Estratto del testo -
È una regione piatta verso oriente, il Norfolk, in più parti aperta a ventagli di fiumi e laghi, acquitrini e canali navigabili. Chiamati Norfolk Broads, distendono ampie zone d’acqua e selve di canneti, mulini con bianche pale che ruotano come braccia di giganti seduti su prati di campagna. Nei porti, imbarcazioni colorate stanno all’ancora tra insenature più calme. Un mondo acquatico solcato da vele e gabbiani risospinti all’interno dal mare non lontano. Un’Inghilterra idilliaca, per molto tempo meta di weekend o vacanze della middle class britannica. Ci andava con i genitori da bambino, John Betjeman – Sir Betjeman dal 1969.
Dopo Cecil Day-Lewis e prima di Ted Hughes, la regina Elisabetta lo incorona Poet Laureate nel 1972. Il Poeta Laureato più “popolare”, sembra, dopo Tennyson: per la musica dei suoi componimenti e la scioltezza quasi dimessa dei suoi temi sarà molto letto e amato quanto ignorato dall’intellighenzia. Vivrà da outsider in poesia e nella vita.
Nato nel 1906 a Highgate, Londra, da bambino il suo miglior amico è il suo orsacchiotto. La madre è una suffragetta, il padre l’erede del mobilificio di famiglia. Con lui il giovane John entra presto in contrasto per l’acerba decisione di non seguirne la strada negli affari. Lo racconterà, non senza pathos, nella celebre Summoned by Bells, Chiamato dalle campane, autobiografia in blank verse nella migliore tradizione aulica – lo stesso verso dell’autobiografico Preludio di Wordsworth. La pubblica Murray, l’editore di Byron.

Elenco voci -
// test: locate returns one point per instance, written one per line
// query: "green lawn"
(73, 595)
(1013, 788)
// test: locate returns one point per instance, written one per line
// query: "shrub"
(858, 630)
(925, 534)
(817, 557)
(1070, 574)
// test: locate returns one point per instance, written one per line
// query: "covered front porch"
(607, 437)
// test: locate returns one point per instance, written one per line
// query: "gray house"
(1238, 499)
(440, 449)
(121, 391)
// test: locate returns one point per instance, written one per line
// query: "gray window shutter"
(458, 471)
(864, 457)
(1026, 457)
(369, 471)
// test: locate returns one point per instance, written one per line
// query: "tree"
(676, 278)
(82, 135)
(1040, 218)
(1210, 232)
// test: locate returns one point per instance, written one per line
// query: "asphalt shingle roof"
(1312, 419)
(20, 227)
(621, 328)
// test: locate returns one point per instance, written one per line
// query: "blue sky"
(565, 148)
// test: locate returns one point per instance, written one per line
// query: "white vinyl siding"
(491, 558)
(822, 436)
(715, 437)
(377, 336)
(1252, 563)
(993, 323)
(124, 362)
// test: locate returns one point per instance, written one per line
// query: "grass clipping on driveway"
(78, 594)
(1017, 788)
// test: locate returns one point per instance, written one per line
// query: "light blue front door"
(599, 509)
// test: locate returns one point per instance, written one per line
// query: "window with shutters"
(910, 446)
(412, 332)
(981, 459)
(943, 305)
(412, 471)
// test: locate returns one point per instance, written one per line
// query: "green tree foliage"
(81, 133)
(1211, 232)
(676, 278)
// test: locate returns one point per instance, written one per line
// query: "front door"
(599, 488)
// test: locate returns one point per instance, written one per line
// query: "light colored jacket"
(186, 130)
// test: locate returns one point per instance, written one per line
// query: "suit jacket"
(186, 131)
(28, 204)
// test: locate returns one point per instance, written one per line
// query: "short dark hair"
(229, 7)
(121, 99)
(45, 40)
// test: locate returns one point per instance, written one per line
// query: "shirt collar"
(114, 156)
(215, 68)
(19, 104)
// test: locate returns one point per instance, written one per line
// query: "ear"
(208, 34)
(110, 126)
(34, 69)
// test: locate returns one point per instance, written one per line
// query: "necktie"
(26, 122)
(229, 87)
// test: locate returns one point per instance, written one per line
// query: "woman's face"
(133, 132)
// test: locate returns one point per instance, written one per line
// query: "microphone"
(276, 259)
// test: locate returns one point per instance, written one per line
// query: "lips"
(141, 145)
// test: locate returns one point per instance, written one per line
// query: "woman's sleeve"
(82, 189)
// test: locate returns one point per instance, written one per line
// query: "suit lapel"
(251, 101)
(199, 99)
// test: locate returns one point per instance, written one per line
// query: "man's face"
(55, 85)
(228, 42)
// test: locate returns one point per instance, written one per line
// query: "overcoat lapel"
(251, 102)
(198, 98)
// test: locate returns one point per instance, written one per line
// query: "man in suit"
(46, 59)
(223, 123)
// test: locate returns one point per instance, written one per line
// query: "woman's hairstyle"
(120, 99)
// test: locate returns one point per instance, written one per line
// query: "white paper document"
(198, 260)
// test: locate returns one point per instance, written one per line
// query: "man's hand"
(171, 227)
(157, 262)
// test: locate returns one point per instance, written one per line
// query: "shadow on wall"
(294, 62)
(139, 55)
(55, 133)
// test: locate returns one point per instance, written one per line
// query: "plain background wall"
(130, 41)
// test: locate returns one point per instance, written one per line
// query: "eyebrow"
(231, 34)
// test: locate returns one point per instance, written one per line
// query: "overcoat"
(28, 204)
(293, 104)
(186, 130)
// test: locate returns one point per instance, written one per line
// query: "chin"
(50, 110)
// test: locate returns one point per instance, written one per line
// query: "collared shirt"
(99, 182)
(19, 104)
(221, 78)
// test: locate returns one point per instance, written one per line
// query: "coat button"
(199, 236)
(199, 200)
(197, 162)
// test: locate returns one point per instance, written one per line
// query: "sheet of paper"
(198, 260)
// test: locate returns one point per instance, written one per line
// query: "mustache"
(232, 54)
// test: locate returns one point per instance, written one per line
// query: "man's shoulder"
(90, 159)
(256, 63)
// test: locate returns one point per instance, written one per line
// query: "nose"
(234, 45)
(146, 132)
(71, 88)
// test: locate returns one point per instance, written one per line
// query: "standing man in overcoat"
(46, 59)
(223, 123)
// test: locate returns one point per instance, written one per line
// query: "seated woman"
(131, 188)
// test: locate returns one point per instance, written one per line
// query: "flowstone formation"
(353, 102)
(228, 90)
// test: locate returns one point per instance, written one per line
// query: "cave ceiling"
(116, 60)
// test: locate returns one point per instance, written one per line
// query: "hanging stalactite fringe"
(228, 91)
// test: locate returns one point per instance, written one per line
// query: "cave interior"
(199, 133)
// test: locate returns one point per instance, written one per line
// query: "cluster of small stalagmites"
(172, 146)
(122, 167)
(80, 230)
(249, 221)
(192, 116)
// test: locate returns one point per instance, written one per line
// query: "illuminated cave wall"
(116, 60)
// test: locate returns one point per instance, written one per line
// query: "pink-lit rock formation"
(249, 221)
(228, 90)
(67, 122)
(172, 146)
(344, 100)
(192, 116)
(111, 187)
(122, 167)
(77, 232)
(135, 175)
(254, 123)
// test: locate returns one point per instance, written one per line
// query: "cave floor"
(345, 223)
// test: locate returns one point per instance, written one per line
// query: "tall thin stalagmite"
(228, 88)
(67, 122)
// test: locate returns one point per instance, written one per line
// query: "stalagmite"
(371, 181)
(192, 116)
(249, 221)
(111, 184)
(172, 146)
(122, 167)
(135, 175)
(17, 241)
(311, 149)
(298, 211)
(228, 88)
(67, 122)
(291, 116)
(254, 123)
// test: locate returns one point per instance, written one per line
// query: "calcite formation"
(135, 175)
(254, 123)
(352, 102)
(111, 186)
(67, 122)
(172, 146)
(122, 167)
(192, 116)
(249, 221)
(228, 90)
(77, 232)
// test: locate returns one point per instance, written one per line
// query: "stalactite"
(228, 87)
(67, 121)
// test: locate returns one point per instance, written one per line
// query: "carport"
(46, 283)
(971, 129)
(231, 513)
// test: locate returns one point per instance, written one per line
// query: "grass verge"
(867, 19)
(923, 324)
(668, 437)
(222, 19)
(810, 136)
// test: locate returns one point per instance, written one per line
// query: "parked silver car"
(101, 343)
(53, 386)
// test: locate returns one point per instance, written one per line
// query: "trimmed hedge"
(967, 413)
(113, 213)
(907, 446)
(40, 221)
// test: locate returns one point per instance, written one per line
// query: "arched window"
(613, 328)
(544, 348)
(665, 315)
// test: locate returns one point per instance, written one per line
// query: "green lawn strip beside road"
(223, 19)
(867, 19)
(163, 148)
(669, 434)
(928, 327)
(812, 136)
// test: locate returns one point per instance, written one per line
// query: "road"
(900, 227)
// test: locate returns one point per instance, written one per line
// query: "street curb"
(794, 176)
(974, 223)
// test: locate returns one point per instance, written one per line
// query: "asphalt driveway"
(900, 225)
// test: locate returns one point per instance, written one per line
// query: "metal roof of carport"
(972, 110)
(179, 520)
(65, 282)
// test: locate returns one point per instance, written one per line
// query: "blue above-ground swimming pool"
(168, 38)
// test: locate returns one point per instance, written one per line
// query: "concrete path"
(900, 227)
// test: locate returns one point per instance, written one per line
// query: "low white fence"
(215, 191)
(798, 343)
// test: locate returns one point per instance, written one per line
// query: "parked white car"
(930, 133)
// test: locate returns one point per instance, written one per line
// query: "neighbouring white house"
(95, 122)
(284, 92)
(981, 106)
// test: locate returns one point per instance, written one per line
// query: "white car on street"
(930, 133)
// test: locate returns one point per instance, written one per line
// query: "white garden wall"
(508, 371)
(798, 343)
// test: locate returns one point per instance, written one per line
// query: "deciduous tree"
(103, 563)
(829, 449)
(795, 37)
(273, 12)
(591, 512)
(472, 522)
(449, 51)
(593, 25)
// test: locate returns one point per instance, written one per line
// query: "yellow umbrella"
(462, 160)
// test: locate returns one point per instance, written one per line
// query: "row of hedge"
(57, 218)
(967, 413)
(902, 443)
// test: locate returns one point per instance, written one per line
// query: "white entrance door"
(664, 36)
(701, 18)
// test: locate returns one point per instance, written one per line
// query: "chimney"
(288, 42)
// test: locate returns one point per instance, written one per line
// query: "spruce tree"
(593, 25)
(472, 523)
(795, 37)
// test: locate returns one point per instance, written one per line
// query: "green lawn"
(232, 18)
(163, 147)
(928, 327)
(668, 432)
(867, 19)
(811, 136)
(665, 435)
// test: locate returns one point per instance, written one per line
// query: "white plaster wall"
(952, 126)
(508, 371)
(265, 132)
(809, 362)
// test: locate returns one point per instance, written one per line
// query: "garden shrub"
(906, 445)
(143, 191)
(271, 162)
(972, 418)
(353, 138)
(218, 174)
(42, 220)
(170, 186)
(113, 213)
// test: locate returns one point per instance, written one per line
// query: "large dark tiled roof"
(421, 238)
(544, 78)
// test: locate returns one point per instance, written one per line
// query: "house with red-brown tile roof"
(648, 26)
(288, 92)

Esercizi -
1. Ricopia senza modifiche le voci, dalla prima dell'elenco giù fino alla riga che contiene "(1070, 574)", compresa.
2. Scrivi il seguito del brano su John Betjeman, riprendendo subito dopo l'ultima frase.

Risultati in sequenza -
1.
// test: locate returns one point per instance, written one per line
// query: "green lawn"
(73, 595)
(1013, 788)
// test: locate returns one point per instance, written one per line
// query: "shrub"
(858, 630)
(925, 534)
(817, 557)
(1070, 574)

2.
I Betjeman vivono in una bianca casa edoardiana alto borghese a Hampstead, ma il cognome pur di origini olandesi ‘suona’ molto tedesco: a scuola il bambino viene bullizzato dai compagni. Tra i suoi insegnanti c’è T.S. Eliot. Divergendo da lui, in poesia John inseguirà sempre la chiarezza dell’opale. Le cose non migliorano alla public school: il ragazzo soffre la mancanza di riservatezza, una vita sempre in comune con i compagni, detesta gli sport e l’agonismo. Trova un rifugio precoce nella poesia e nella scrittura. Al Magdalene College di Oxford lo accoglie invece un ambiente a lui congeniale. Sotto le guglie d’oro le sue ambizioni ed eccentricità trovano una casa. Si fa amici come Cecil Beaton e Evelyn Waugh, che gli saranno vicini per sempre. Conosce Auden e Louis McNiece, che influenzeranno la sua scrittura.
Nel 1928 lascia Oxford senza essersi laureato. La poesia, come il suono delle campane, lo ha già “chiamato”.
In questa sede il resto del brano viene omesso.